## PAGE EXTRACT
#####

If you improved your life 1% every day, you would improve your life 3778% within a year. That is 38X improvement within a year. 1% improvements over time add up. So, never ever underestimate 1% improvements adding up and compounding.
There are three types of 1% improvements.
- Quitting bad habits that have little marginal costs that add up over time.
- Improvements that have little marginal benefits that add up over time.
- Improvements that require a significant initial investment, but pay dividends over time.
Bad Habits with Little Marginal Cost
Smoking a cigarette won’t kill you. Smoking a pack a day for forty years can kill you. Watching a YouTube video takes ten minutes. Watching YouTube for an hour a day costs two weeks of your time over a year. Eating an extra desert won’t make you overweight. Eating that extra desert on top of your daily calorie requirements will make you fat over time. I’m guilty of all of the three above.
When you come across a temptation that has a little marginal cost, ask yourself what the long-term consequences would be, if you repeated that over and over. It might be OK to eat an extra desert and to watch a YouTube video now and then, but don’t forget the compounding effect of repeated indulgences on those temptations. If you have a bad habit that has a little marginal cost at a time, think about how much you can improve your life over time, if you quit it.
Improvements with Little Marginal Benefits
After experimenting with switching off the heating and letting it run, I realized that I sleep best if I turned down the heating 1 degree Celsius down at night. After experimenting with no coffee and a lot of coffee, I decided to stick with 2 cups of coffee in the morning. After experimenting with no music and heavy metal, I found out that listening to Baroque music while working helps me the most with concentration and productivity.

#####

## REQUEST 1
Answer these questions from the article on 1% improvements:
(a) By what percentage would your life improve within a year if you improved it 1% every day?
(b) According to the article, how much time over a year does watching YouTube for an hour a day cost?
(c) How many cups of coffee in the morning did the writer decide to stick with?
## REQUEST 2
List every type of 1% improvement that the article on 1% improvements names.

## INFORMATION SUPPLIED
#####

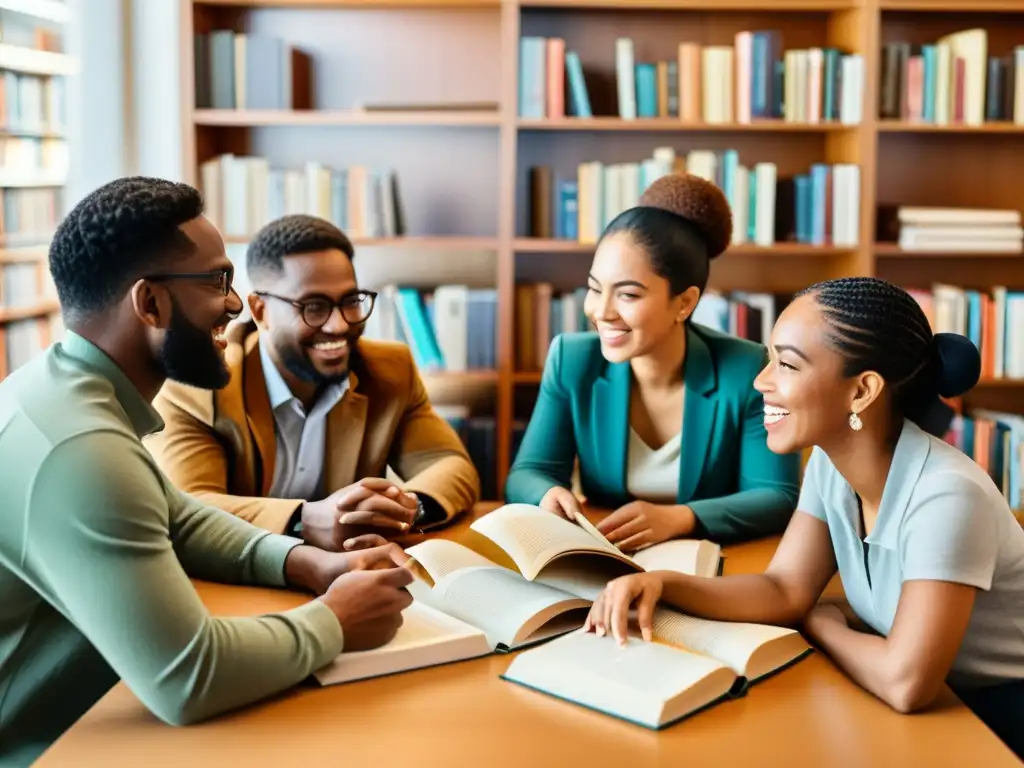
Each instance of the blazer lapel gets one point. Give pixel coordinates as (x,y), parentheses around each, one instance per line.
(611,419)
(259,416)
(346,425)
(699,410)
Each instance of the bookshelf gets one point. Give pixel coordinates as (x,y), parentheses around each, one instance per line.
(33,171)
(462,147)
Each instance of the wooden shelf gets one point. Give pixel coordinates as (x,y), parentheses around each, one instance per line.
(32,61)
(410,243)
(13,314)
(539,245)
(354,3)
(891,250)
(900,126)
(674,124)
(327,118)
(49,10)
(955,6)
(716,5)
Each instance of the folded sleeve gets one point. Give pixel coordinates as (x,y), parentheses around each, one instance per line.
(111,550)
(950,534)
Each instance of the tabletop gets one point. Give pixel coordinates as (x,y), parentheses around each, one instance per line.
(463,715)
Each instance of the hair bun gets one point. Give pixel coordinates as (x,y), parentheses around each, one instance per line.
(695,200)
(957,364)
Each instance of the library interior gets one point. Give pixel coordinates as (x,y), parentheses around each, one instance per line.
(494,168)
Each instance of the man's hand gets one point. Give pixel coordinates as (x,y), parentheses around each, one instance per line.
(640,524)
(372,506)
(314,569)
(562,502)
(369,605)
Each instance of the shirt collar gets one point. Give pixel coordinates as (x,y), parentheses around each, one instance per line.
(143,417)
(280,393)
(908,462)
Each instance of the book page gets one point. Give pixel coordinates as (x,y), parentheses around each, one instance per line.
(647,683)
(426,637)
(732,643)
(694,557)
(502,603)
(532,537)
(440,557)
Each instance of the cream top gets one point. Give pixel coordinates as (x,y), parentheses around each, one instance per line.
(653,475)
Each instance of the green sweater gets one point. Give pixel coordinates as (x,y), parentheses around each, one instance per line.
(96,551)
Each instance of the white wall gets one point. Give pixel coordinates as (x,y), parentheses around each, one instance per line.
(130,122)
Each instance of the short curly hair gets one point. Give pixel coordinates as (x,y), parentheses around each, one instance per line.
(682,221)
(115,236)
(288,236)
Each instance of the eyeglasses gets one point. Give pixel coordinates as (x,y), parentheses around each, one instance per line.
(355,307)
(220,278)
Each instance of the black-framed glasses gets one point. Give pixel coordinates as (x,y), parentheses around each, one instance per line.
(316,310)
(220,278)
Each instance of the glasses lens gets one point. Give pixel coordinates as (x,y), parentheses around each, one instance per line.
(315,313)
(357,306)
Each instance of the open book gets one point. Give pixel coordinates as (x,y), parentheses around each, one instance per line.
(689,665)
(467,605)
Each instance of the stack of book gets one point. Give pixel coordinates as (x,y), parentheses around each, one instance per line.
(951,229)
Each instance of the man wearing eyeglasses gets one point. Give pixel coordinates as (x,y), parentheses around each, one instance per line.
(300,439)
(97,547)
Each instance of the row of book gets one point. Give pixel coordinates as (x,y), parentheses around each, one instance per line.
(244,71)
(994,440)
(753,79)
(994,322)
(25,284)
(30,160)
(951,229)
(819,207)
(30,103)
(951,81)
(243,194)
(448,329)
(23,340)
(29,215)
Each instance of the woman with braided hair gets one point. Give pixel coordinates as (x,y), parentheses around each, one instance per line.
(930,555)
(659,412)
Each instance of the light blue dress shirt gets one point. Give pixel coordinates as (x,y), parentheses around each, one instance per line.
(941,518)
(301,437)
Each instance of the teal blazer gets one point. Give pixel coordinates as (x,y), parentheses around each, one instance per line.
(736,487)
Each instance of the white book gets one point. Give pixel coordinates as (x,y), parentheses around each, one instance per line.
(691,664)
(467,604)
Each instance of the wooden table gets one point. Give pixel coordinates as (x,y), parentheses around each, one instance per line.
(463,715)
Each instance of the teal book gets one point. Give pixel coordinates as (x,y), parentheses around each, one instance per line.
(690,665)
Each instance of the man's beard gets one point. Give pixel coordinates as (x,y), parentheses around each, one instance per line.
(189,354)
(296,360)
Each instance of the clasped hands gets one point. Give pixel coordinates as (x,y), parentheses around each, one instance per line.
(633,525)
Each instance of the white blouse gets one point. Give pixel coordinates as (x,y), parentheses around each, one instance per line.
(653,475)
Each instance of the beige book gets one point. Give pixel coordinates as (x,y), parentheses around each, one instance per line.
(466,605)
(690,665)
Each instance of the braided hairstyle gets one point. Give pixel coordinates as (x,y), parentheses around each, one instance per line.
(877,326)
(115,236)
(682,221)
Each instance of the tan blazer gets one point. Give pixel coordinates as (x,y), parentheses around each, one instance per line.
(219,446)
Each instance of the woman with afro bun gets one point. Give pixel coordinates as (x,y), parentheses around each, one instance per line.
(659,412)
(929,553)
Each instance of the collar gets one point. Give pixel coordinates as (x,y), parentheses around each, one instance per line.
(911,453)
(280,393)
(143,417)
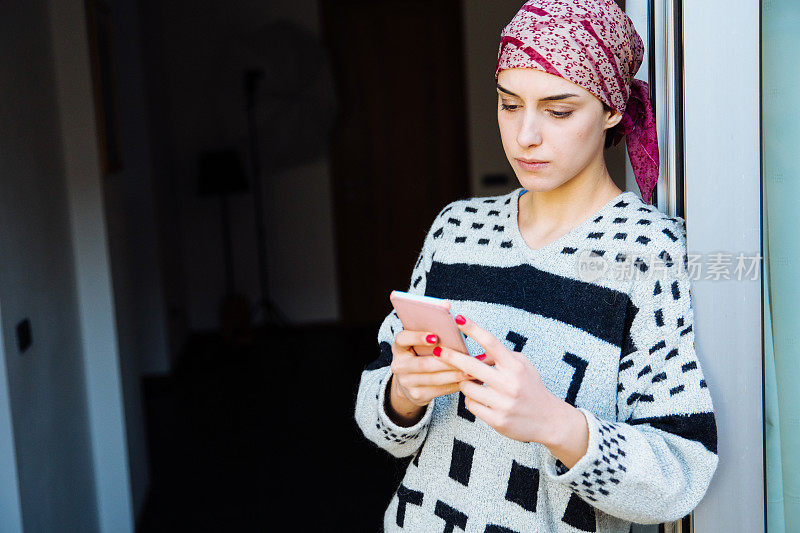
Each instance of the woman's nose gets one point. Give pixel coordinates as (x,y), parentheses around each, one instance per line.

#####

## CORRECT RESULT 1
(a) 3778%, a 38X improvement.
(b) Two weeks.
(c) 2 cups.

## CORRECT RESULT 2
- Quitting bad habits that have little marginal costs that add up over time.
- Improvements that have little marginal benefits that add up over time.
- Improvements that require a significant initial investment, but pay dividends over time.